Entries from an annotation dataset:

***

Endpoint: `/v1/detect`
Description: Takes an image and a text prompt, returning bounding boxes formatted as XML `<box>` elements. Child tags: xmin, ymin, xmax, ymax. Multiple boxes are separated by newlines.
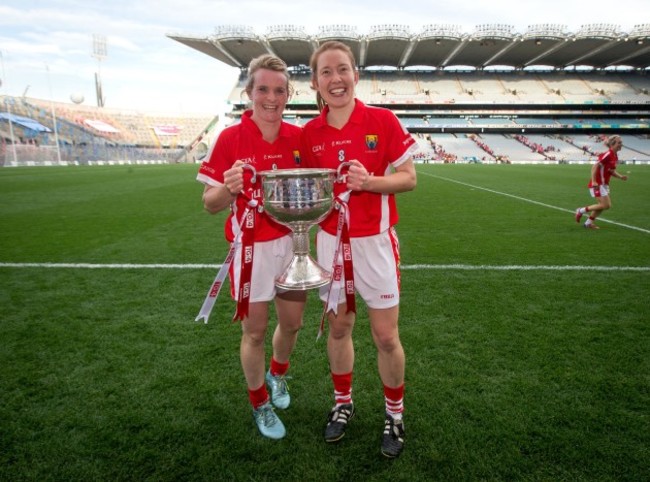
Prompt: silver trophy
<box><xmin>257</xmin><ymin>168</ymin><xmax>337</xmax><ymax>290</ymax></box>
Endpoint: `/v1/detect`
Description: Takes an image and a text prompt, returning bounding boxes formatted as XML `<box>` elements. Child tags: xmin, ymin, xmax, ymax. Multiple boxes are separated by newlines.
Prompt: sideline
<box><xmin>418</xmin><ymin>171</ymin><xmax>650</xmax><ymax>234</ymax></box>
<box><xmin>0</xmin><ymin>263</ymin><xmax>650</xmax><ymax>271</ymax></box>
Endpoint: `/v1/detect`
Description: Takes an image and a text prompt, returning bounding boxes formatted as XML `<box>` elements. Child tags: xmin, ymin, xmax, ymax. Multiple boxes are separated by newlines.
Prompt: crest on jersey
<box><xmin>366</xmin><ymin>134</ymin><xmax>379</xmax><ymax>150</ymax></box>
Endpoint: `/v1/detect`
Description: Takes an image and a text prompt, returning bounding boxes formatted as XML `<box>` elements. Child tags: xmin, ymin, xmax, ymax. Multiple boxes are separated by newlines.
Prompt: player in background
<box><xmin>575</xmin><ymin>135</ymin><xmax>627</xmax><ymax>229</ymax></box>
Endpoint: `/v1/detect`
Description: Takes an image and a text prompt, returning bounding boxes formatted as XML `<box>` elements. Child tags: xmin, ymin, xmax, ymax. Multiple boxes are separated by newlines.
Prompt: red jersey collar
<box><xmin>316</xmin><ymin>99</ymin><xmax>367</xmax><ymax>127</ymax></box>
<box><xmin>241</xmin><ymin>109</ymin><xmax>293</xmax><ymax>137</ymax></box>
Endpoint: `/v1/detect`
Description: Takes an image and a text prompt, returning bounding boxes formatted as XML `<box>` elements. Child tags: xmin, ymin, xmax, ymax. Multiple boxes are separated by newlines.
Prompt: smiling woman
<box><xmin>197</xmin><ymin>55</ymin><xmax>307</xmax><ymax>439</ymax></box>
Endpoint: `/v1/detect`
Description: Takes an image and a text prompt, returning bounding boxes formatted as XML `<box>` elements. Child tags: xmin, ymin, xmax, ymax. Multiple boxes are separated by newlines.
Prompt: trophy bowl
<box><xmin>257</xmin><ymin>168</ymin><xmax>337</xmax><ymax>290</ymax></box>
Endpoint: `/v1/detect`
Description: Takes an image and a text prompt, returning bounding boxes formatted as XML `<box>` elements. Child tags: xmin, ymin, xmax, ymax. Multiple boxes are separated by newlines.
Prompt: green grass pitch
<box><xmin>0</xmin><ymin>165</ymin><xmax>650</xmax><ymax>482</ymax></box>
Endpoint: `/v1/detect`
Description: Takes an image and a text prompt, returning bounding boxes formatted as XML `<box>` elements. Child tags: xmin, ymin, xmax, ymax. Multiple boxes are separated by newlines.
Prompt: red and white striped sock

***

## Problem to solve
List every line in the data above that contains the word "jersey". Case matters.

## Reply to the exercise
Prompt: crest on jersey
Prompt: red jersey collar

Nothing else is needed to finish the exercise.